-------- Excerpt

Re: Compression through normalization

From: Doug Ewell (
Date: Thu Nov 27 2003 - 16:01:44 EST

  • Next message: Philippe Verdy: "RE: numeric properties of Nl characters in the UCD"

    Peter Kirk <peterkirk at qaya dot org> wrote:

    > Yes, the compressor can make any canonically equivalent change, not
    > just composing composition exclusions but reordering combining marks
    > in different classes. The only flaw I see is that the compressor does
    > not have to undo these changes on decompression; at least no other
    > process is allowed to rely on it having done so.

    I agree with Peter here. I don't think the burden should be on the
    decompressor to reverse any operation that the compressor performs,
    except for the compression itself. After all, if we are letting the
    compressor change the normalization form of the input text, the
    decompressor cannot possibly know what the original form was, and is in
    no position to try to re-create it.

----------------
-------- Data segment

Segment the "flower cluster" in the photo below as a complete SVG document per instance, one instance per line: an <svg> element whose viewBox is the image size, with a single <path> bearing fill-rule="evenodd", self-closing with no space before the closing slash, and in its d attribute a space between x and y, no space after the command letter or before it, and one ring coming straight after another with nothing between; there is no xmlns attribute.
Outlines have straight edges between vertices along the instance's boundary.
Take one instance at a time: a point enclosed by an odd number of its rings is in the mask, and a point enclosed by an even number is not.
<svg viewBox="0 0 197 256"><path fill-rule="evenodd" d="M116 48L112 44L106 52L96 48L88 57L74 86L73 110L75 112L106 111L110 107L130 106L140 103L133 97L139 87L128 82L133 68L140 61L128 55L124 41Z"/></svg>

----------------

● Exercise instructions:
[1] Which people are named in the post on compression through normalization?
[2] In the post on compression through normalization, what flaw does Peter Kirk see?
[3] Carry on the post on compression through normalization from its last sentence.
The material above comes from a separate source.

● Answers for the tasks:
[1] Doug Ewell, Philippe Verdy, Peter Kirk

[2] The compressor does not have to undo its canonically equivalent changes on decompression.

[3]
    I'm particularly concerned about having the compressor produce any
    normalization form other than NFC or NFD, such as the partial
    normalization Philippe originally described, or (most definitely) any
    form of so-called "normalization" that ignores the composition
    exclusions. The output of the compressor *is* Unicode text; it just
    happens to be in another format. It must follow all the conformance
    rules that normally apply to Unicode text.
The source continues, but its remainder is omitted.